# ITEMS start

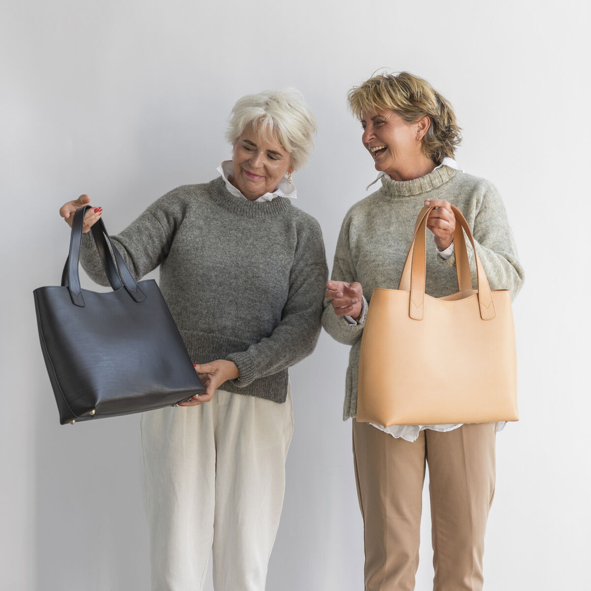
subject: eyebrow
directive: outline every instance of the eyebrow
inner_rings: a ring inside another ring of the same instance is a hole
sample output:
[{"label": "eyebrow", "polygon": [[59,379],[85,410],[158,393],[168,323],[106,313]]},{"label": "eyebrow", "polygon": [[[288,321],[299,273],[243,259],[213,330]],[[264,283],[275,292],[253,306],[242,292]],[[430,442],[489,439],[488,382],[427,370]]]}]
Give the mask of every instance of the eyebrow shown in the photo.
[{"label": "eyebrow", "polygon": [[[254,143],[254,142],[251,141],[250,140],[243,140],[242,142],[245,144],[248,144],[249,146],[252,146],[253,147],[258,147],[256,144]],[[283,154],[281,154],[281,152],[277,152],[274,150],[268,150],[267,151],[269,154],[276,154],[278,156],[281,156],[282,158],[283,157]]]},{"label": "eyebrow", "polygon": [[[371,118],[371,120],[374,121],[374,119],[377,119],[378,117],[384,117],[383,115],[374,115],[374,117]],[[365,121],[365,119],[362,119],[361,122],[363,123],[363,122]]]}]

# ITEMS end
# ITEMS start

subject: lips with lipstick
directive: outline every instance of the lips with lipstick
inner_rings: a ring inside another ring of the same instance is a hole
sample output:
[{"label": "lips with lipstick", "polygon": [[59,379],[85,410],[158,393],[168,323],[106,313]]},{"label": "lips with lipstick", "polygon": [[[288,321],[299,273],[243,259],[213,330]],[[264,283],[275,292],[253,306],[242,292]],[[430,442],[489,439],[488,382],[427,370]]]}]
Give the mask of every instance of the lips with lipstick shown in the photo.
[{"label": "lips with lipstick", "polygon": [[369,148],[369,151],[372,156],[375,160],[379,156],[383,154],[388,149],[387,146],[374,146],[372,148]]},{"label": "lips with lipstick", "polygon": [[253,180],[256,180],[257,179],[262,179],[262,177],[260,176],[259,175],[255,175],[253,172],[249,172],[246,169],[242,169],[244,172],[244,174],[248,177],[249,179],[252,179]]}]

# ITEMS end
# ITEMS start

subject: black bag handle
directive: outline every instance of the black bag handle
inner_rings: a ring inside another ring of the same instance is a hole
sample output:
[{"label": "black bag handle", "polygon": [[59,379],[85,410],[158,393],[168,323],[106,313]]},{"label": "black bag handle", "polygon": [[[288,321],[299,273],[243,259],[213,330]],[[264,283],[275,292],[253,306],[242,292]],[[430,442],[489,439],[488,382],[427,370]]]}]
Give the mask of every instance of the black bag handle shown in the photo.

# ITEMS end

**REQUIRED WORK**
Repeat the records verbatim from the line containing "subject: lips with lipstick" through the line containing "Give the mask of every instance of the lips", including both of those lines.

**COMPLETED EXERCISE**
subject: lips with lipstick
directive: outline every instance of the lips with lipstick
inner_rings: a ring inside another ring of the same instance is a hole
sample output:
[{"label": "lips with lipstick", "polygon": [[59,379],[85,410],[158,393],[168,323],[106,313]]},{"label": "lips with lipstick", "polygon": [[[288,321],[299,273],[243,259],[213,330]],[[264,283],[275,292],[253,306],[242,292]],[[430,442],[489,439],[488,382],[427,370]]]}]
Give the mask of every instance of the lips with lipstick shown in the photo.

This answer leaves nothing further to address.